DATA SHOWN –
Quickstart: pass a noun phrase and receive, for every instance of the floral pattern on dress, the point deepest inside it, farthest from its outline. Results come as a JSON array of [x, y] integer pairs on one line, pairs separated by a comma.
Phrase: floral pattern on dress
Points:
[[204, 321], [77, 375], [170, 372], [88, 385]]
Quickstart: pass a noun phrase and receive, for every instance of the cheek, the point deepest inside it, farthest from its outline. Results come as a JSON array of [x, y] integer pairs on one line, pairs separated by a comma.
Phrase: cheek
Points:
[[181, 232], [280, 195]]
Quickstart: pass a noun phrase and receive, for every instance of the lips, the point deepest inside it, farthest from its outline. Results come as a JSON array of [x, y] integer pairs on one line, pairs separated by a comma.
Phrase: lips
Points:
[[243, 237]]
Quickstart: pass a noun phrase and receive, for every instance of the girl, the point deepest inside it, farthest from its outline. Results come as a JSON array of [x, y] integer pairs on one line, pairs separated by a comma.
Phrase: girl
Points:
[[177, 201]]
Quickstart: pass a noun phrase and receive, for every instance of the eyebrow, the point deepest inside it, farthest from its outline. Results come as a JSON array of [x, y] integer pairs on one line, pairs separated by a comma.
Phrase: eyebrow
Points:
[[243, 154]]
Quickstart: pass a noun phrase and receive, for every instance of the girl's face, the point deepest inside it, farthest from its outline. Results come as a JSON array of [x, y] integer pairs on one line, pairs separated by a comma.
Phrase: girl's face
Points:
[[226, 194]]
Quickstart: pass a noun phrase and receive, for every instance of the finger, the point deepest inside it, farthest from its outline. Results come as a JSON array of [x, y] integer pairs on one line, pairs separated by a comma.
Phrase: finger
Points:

WRITTEN PROBLEM –
Render every line of the records above as a Markdown table with the columns No. and Text, numbering the rows and leaving out blank lines.

RESULT FOR THIS EXERCISE –
| No. | Text |
|---|---|
| 1 | Quickstart: pass a noun phrase and receive, for every instance of the floral pattern on dress, the point deepest inside it, farthest from its outline. Results come as a JSON array of [x, y] integer pairs on one line, pairs separated by a comma. |
| 2 | Phrase: floral pattern on dress |
| 3 | Points: |
| 4 | [[204, 321], [77, 375], [170, 372], [88, 385]] |
| 5 | Quickstart: pass a noun phrase and receive, for every instance of the cheek, the point deepest inside it, farthest from its outline. Results come as a JSON array of [x, y] integer pairs on one line, pairs separated by a comma. |
| 6 | Phrase: cheek |
| 7 | Points: |
| 8 | [[181, 232], [280, 195]] |
| 9 | Quickstart: pass a noun phrase and receive, for every instance of the lips, the point deepest inside it, farthest from its outline. Results come as a JSON array of [x, y] integer pairs on one line, pairs separated by a comma. |
| 10 | Phrase: lips |
| 11 | Points: |
| 12 | [[243, 237]] |
| 13 | Quickstart: pass a noun phrase and receive, for every instance of the girl, the point deepest inside it, farthest from its outline. Results come as a JSON array of [x, y] integer pairs on one line, pairs separated by a comma. |
| 14 | Phrase: girl |
| 15 | Points: |
| 16 | [[177, 201]] |
| 17 | Quickstart: pass a noun phrase and receive, for every instance of the eyebrow, the point deepest inside it, farthest from its outline. Results come as a JSON array of [x, y] integer pairs on one line, pairs separated by a comma. |
| 18 | Phrase: eyebrow |
| 19 | Points: |
| 20 | [[243, 154]] |
| 21 | Quickstart: pass a noun phrase and receive, for every instance of the girl's face, the point deepest inside it, farthest from its outline. Results come as a JSON array of [x, y] integer pairs on one line, pairs separated by a comma. |
| 22 | Phrase: girl's face |
| 23 | Points: |
| 24 | [[226, 194]] |
| 25 | Quickstart: pass a noun phrase and receive, for every instance of the finger, the point deepest inside it, farthest from its outline. Results come as a JSON array of [x, y] integer pairs on one line, pairs separated by a comma. |
| 26 | Phrase: finger |
| 27 | Points: |